# YOUR OBJECTIVE
Can the lines below, from the one that holds "Pick out each instance of the white wooden" to the very end, be echoed exactly, with both ends included and no pictures?

>>>

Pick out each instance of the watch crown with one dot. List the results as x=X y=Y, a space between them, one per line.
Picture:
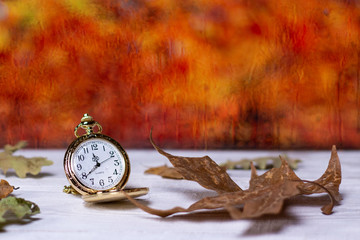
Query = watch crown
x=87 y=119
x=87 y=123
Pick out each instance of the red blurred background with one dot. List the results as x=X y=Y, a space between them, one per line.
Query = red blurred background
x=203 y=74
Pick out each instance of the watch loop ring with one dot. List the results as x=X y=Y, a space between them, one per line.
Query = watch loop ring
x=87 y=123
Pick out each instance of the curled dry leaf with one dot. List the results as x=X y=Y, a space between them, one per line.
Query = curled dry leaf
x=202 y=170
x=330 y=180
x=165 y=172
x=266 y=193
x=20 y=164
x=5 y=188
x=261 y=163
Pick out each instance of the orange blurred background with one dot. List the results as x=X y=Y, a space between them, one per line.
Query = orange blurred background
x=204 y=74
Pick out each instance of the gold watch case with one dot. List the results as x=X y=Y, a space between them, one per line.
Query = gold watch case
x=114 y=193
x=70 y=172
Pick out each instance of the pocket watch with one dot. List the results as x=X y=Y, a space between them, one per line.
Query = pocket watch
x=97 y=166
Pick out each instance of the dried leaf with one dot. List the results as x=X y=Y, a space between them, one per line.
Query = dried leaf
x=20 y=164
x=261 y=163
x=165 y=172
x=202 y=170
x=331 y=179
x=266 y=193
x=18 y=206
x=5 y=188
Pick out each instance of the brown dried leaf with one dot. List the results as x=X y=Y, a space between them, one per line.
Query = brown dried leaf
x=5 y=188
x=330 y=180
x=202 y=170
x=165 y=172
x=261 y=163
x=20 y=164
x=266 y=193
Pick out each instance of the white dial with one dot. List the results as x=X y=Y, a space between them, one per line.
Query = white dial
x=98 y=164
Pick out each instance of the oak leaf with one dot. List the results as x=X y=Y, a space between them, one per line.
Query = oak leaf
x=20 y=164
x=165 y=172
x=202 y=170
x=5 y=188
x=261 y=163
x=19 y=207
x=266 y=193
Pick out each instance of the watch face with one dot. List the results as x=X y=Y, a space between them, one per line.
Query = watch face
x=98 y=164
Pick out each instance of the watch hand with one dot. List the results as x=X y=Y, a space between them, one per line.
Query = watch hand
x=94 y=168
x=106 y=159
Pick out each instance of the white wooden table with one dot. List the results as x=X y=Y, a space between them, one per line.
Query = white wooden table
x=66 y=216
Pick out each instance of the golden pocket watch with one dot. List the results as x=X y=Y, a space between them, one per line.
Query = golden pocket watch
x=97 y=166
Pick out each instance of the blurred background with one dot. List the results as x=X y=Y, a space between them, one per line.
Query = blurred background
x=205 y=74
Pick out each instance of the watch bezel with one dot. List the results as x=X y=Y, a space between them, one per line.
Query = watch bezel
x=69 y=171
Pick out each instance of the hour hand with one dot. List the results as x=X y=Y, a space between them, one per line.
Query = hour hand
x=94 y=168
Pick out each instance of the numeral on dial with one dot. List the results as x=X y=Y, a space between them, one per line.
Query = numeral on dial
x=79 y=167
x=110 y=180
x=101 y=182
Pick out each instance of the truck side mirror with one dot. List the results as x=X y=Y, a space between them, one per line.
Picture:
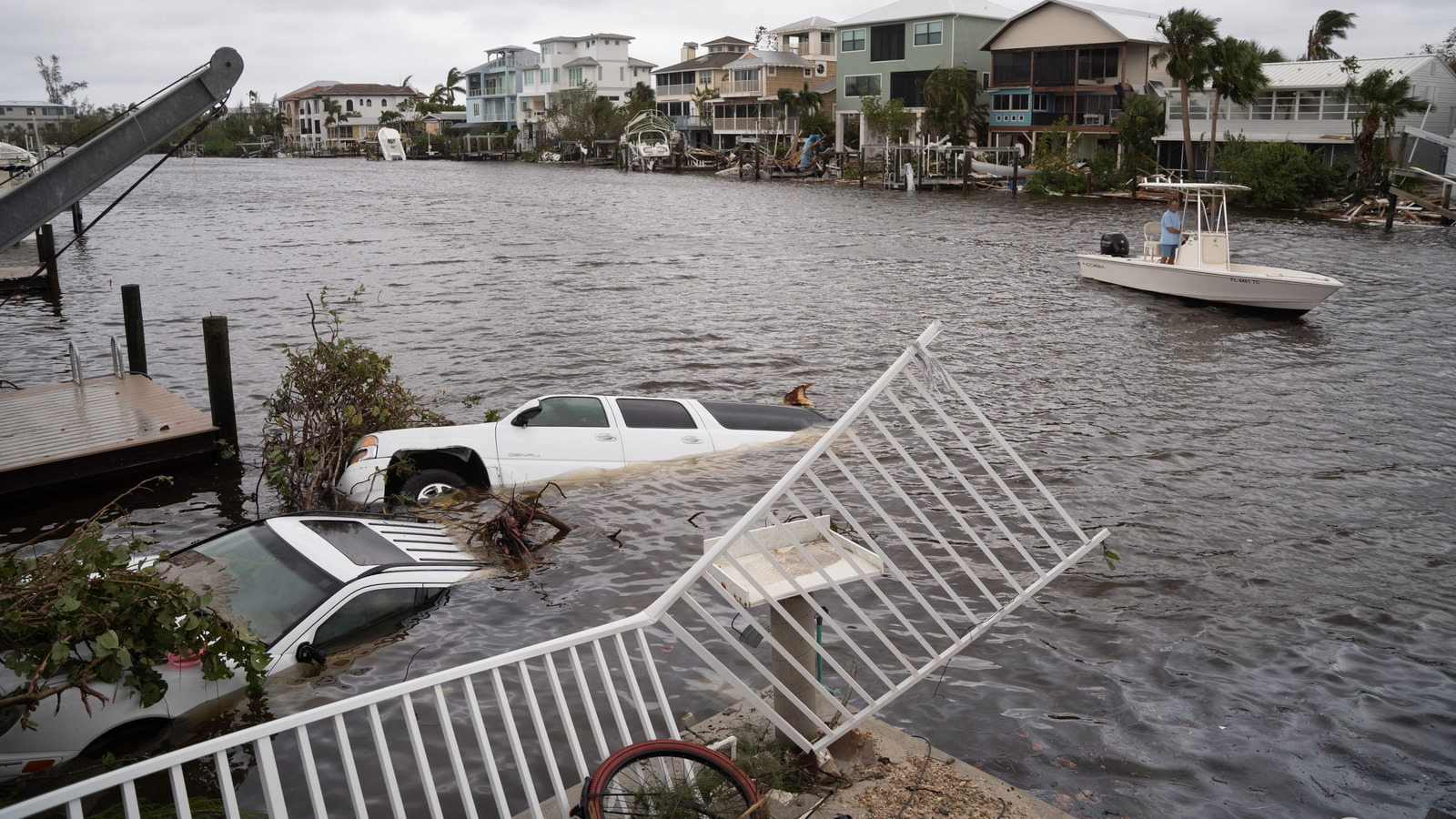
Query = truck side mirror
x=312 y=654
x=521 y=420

<<<

# FINISHED ANSWER
Pick out each instance of the white wooden table with one dot. List the results as x=X y=Y, a space between them, one per line.
Query = white wooden table
x=66 y=216
Pick out each instance of the golden pocket watch with one dot. List the results as x=X y=Y, a space between them, one per line.
Query = golden pocket watch
x=97 y=166
Pick out each instance of the blurred background with one dot. List the results as x=X y=Y, a space between them, one per line.
Query = blurred background
x=205 y=74
Pick out each instance of the watch bezel with one dot. List the results as x=X y=Y, a space between them, one per line.
Query = watch bezel
x=69 y=171
Pick out each instance of the hour hand with one dot. List the results as x=X y=Y, a space between them, one per line.
Query = hour hand
x=94 y=168
Pick out each instance of the numeral on dial with one dot. List the results as x=X y=Y, a space between them, one per line.
Query = numeral on dial
x=79 y=167
x=110 y=180
x=101 y=182
Pick out each instance of the truck side mirror with one dot. List the results as x=X y=Y, a space between them, one per line.
Picture:
Query = truck side mirror
x=312 y=654
x=521 y=420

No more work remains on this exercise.